_Page text_
[START]

U.S. Intellectual History Blog

Warp Speed: The Media and Democratized Ignorance

Media Signpost Showing Internet Television Newspapers MagazinesIn my last post on “democratized anti-knowledge,” I began with a discussion a BBC article that featured the work of Robert Proctor. In the process I covered Naomi Oreskes’ and Erik Conway’s Merchants of Doubt (2010). My goal was to broaden the conversation about ignorance beyond the realms of politics and science—to “deeper currents that cut across other streams of ignorance—namely, the issues of agency, power, and capitalism.” I promised at the end of my last post to extend the discussion to the media.

The historical works considered in the prior post, by Proctor, Oreskes, and Conway, demonstrate it’s not so much that the Internet is making us stupid—questions tackled by Nicholas Carr in his 2010 book The Shallows: What the Internet is Doing to Our Brains.[1] Rather, given these histories and others, today’s forms of deliberate and accidental ignorance are just more amplified—quicker to the marketplace of ideas. They have a new speed of heat.

Even worse than heat has been the warp. This new warp speed has, ironically, been enabled by the elusive ideals of fairness and balance. I don’t mean the crude, mocking fair-and-balanced mantra a certain media outlet, but by sincere attempts my professionals to give “both sides of the story” (think NPR). Georgina Kenyon’s piece gets at this point in these passages:

Proctor explains that ignorance can often be propagated under the guise of balanced debate. For example, the common idea that there will always be two opposing views does not always result in a rational conclusion. This was behind how tobacco firms used science to make their products look harmless, and is used today by climate change deniers to argue against the scientific evidence.

[END]

Copy out the full blog post on the media and democratized ignorance, word for word.

_Source material_
[START]

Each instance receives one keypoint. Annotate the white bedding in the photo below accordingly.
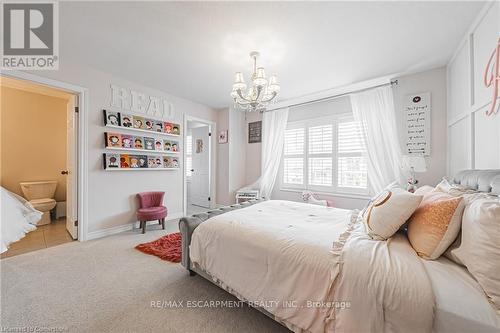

[END]

_Completed task_
U.S. Intellectual History Blog

Warp Speed: The Media and Democratized Ignorance

Media Signpost Showing Internet Television Newspapers MagazinesIn my last post on “democratized anti-knowledge,” I began with a discussion a BBC article that featured the work of Robert Proctor. In the process I covered Naomi Oreskes’ and Erik Conway’s Merchants of Doubt (2010). My goal was to broaden the conversation about ignorance beyond the realms of politics and science—to “deeper currents that cut across other streams of ignorance—namely, the issues of agency, power, and capitalism.” I promised at the end of my last post to extend the discussion to the media.

The historical works considered in the prior post, by Proctor, Oreskes, and Conway, demonstrate it’s not so much that the Internet is making us stupid—questions tackled by Nicholas Carr in his 2010 book The Shallows: What the Internet is Doing to Our Brains.[1] Rather, given these histories and others, today’s forms of deliberate and accidental ignorance are just more amplified—quicker to the marketplace of ideas. They have a new speed of heat.

Even worse than heat has been the warp. This new warp speed has, ironically, been enabled by the elusive ideals of fairness and balance. I don’t mean the crude, mocking fair-and-balanced mantra a certain media outlet, but by sincere attempts my professionals to give “both sides of the story” (think NPR). Georgina Kenyon’s piece gets at this point in these passages:

Proctor explains that ignorance can often be propagated under the guise of balanced debate. For example, the common idea that there will always be two opposing views does not always result in a rational conclusion. This was behind how tobacco firms used science to make their products look harmless, and is used today by climate change deniers to argue against the scientific evidence.